■ PASSAGE ■
········

SARAH DID not know she was pregnant until teachers told her. In 2020 her state-run boarding school in Tanzania ordered tests for all the girls, who were returning after a three-month closure caused by covid-19. When her result arrived she was expelled and sent home. She was less than two years from graduating.

Sarah is one of thousands of girls harmed each year by a law that compelled schools to kick out pupils who were accused of “an offence against morality”. These expulsions were celebrated by John Magufuli, the previous president, who declared: “After getting pregnant, you are done.” Magufuli died last year, perhaps of covid. The government of his successor, Samia Suluhu Hassan, relented in November, saying it would let teenage mums come back into class.

Sub-Saharan Africa has roughly double the world’s rate of teenage births. Only 40% of girls in the region aged 15-17 attend school, compared with 45% of boys. This is partly because of policies like the one Tanzania has abandoned. Such rules are self-defeating, since there is a strong link between the number of years of schooling that girls complete and the number of babies they will subsequently have.

At least 30 African countries now protect the educational rights of pregnant girls and young mothers, according to Human Rights Watch (HRW), a pressure group. Half a dozen have made progress in the past few years (see map). New rules in Uganda, where about a third of girls marry before they turn 18, allow parents to report school principals who refuse to enroll young mothers. Mozambique and Zimbabwe have made schooling easier for teenagers with children, too. The last two holdouts still expelling the expectant are Equatorial Guinea and Togo.

········

■ WORK REQUEST A ■
Decide whether each statement agrees with the article on pregnant schoolgirls in Africa, and answer yes or no for each, quoting the deciding words: (i) Sarah's school sent her home after a test it ordered in 2020. (ii) Among 15- to 17-year-olds in sub-Saharan Africa, girls attend school at a higher rate than boys. (iii) Togo still expels pregnant pupils.
■ WORK REQUEST B ■
Carry on the article on pregnant schoolgirls in Africa after its final sentence.

■ ENTRIES PROVIDED ■
········

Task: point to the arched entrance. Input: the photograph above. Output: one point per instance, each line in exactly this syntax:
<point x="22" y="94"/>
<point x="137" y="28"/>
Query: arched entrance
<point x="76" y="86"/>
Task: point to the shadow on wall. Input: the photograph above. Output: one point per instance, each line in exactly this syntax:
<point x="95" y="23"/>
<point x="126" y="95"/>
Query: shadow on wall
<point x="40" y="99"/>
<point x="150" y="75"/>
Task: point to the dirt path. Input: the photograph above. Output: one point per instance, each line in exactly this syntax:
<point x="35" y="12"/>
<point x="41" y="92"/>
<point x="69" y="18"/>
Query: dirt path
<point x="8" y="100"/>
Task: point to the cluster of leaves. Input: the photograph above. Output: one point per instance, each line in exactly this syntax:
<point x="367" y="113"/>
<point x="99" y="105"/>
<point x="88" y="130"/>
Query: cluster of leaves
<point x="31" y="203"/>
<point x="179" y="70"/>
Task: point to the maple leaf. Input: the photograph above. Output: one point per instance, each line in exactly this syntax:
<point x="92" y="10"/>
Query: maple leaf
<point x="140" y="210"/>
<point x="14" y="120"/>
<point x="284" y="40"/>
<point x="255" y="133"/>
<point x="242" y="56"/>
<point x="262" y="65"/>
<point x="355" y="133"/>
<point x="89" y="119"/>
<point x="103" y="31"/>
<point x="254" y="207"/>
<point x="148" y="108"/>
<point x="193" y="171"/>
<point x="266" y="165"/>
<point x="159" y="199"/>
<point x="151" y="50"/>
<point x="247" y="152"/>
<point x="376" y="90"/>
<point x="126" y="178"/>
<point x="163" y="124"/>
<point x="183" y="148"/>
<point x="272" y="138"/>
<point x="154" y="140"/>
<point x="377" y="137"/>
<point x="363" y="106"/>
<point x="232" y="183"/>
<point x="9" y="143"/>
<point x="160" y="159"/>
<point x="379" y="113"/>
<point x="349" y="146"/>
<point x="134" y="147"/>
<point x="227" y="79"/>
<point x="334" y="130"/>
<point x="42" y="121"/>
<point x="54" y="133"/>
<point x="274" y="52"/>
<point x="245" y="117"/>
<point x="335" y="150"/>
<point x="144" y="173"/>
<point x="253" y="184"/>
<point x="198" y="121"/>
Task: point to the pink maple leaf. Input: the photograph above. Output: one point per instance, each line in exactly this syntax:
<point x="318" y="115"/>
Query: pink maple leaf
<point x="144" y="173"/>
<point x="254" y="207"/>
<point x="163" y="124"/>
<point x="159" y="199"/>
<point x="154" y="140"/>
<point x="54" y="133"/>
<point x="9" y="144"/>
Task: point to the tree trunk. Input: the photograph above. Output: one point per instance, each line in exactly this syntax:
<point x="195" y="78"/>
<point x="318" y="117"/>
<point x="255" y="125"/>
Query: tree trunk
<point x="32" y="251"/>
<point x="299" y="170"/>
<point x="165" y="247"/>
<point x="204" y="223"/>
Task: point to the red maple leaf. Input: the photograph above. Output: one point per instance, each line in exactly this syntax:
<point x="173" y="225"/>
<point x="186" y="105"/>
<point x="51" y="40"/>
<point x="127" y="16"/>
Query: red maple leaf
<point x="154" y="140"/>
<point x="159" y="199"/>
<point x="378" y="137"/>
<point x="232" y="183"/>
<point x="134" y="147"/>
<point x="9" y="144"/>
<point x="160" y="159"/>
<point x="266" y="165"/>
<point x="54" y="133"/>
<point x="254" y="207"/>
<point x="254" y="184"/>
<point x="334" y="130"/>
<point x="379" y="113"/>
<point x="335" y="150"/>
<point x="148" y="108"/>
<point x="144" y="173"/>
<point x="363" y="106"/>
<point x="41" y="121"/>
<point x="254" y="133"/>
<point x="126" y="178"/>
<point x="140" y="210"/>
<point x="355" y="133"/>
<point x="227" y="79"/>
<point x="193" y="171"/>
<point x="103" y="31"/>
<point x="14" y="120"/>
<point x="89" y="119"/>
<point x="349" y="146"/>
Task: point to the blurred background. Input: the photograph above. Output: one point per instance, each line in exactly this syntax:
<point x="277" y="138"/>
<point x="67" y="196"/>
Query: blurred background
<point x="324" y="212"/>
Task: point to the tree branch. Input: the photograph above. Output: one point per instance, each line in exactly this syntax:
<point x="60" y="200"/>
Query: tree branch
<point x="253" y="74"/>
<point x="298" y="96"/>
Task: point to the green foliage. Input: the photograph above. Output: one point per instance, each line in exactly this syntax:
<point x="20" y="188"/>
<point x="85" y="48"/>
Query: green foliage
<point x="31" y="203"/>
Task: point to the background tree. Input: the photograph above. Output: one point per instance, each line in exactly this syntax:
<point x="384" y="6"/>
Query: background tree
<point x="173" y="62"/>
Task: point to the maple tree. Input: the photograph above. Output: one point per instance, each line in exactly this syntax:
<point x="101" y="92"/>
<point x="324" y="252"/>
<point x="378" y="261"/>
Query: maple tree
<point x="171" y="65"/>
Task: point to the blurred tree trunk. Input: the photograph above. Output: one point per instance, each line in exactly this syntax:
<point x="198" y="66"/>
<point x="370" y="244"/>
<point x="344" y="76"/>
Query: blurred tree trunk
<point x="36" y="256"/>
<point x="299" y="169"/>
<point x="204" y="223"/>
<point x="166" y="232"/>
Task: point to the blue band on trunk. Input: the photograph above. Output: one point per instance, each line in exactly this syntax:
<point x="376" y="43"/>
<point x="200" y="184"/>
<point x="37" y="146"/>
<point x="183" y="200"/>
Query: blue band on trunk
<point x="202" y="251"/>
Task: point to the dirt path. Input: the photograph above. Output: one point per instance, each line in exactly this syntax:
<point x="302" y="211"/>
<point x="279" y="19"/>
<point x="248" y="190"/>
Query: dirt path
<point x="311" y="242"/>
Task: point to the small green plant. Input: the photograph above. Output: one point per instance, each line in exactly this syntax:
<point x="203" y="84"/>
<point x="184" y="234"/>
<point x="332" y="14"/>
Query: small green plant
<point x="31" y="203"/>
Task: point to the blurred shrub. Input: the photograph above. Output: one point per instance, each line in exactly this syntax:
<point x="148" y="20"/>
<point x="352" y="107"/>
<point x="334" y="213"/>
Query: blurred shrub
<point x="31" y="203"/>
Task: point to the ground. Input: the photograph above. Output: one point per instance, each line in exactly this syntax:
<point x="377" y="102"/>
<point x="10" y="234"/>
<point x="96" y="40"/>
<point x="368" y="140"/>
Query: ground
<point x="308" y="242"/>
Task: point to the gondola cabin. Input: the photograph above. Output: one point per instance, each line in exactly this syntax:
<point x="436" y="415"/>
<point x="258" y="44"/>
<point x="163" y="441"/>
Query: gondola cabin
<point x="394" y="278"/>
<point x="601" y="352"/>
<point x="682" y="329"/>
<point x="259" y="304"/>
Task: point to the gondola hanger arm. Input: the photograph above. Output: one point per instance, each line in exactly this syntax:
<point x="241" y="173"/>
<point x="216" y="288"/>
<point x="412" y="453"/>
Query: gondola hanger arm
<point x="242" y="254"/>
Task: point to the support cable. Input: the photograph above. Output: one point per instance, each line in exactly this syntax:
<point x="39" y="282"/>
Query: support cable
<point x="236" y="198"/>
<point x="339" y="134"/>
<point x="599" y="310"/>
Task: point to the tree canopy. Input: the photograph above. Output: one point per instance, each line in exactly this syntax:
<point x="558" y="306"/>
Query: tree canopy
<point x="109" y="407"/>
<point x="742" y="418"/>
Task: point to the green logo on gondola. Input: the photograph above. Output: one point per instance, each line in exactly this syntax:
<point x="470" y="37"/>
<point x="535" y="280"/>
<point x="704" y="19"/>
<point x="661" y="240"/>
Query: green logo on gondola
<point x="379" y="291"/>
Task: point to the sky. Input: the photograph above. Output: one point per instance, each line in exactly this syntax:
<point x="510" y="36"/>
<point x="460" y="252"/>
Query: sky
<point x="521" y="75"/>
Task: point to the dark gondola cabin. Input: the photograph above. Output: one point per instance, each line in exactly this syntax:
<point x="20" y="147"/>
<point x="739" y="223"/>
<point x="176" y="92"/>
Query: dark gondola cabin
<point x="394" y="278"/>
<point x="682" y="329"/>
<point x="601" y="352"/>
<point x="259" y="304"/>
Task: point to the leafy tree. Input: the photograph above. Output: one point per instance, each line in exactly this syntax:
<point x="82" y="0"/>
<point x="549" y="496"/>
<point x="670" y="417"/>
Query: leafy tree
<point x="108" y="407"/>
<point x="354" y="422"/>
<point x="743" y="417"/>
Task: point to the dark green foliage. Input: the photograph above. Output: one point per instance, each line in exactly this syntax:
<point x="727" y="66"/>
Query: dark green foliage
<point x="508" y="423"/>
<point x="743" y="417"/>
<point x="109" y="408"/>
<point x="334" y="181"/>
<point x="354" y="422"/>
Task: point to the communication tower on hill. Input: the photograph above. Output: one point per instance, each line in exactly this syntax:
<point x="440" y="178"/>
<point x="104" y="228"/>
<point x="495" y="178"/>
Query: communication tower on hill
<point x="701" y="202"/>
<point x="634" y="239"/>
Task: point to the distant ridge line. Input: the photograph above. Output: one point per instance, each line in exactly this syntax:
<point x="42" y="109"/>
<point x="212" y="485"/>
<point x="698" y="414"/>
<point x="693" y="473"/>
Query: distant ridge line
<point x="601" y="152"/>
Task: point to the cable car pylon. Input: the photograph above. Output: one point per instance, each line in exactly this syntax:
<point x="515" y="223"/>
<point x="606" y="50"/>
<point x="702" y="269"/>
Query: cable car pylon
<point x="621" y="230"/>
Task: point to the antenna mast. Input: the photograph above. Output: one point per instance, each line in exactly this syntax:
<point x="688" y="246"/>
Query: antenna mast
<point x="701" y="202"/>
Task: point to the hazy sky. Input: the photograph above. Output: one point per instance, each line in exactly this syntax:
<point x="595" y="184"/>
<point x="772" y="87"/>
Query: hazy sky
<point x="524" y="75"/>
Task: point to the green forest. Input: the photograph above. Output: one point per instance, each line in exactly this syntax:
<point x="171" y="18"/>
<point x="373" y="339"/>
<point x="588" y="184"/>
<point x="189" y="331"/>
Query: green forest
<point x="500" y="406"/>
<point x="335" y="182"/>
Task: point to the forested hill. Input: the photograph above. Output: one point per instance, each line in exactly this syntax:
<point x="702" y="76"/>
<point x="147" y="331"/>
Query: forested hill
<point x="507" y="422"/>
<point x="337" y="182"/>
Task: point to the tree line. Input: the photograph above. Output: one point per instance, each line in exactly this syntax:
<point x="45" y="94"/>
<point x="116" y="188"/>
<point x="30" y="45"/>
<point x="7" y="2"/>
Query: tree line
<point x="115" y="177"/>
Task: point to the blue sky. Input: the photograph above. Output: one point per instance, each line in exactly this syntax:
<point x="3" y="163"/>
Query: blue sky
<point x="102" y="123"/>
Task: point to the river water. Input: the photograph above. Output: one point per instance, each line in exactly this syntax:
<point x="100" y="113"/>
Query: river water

········

■ RESPONSE BOX A ■
(i) Yes: "In 2020 her state-run boarding school in Tanzania ordered tests for all the girls" and "When her result arrived she was expelled and sent home."
(ii) No: "Only 40% of girls in the region aged 15-17 attend school, compared with 45% of boys."
(iii) Yes: "The last two holdouts still expelling the expectant are Equatorial Guinea and Togo."

■ RESPONSE BOX B ■
The most celebrated recent reforms are in Sierra Leone. In early 2020 the government ended a ten-year ban on adolescent mothers attending normal schools. A year later it introduced a new policy—dubbed “radical inclusion”—that gives pregnant girls the right to remain in class until they give birth and allows them to return to lessons as soon as they wish. Local law considers girls who have sex before the age of 18 to be victims of a crime, says David Sengeh, the education minister. Forcing them to give up their schooling made no sense.

Many of these changes were in train before the pandemic. But some 30 weeks of school closures in Africa have made them all the more essential. The Mo Ibrahim Foundation, an NGO, reckons the hiatus deprived pupils in 23 African countries of roughly an eighth of the learning they would typically receive in their entire time in school. That is all the more worrying because they do not receive as much as pupils elsewhere to begin with.

In the early months of the pandemic World Vision, another NGO, estimated that around 1m sub-Saharan African children would drop out of school as a result of becoming pregnant during lockdowns. Reliable data on the impact remain scant. But the available evidence suggests that teenage pregnancies have indeed ticked up. Youngsters spent more time unsupervised, contraceptives were harder to come by and violence against women increased. One study of 500 rural adolescent girls in Kenya has found that after a six-month closure they were twice as likely to become pregnant as girls who had completed their schooling before the pandemic.

Governments have more to do. Few of them maintain policies as liberal as Sierra Leone’s. Uganda’s new guidelines require pregnant girls to leave school before their second trimester, for example, even if their right to return is much clearer than it was. Countries with enlightened rules often struggle to enforce them, says Elin Martinez of hrw. Principals, parents and village chiefs have to be on board. Mr Sengeh says he still runs into activists, both male and female, who tell him the new policy on pregnancy is a big mistake.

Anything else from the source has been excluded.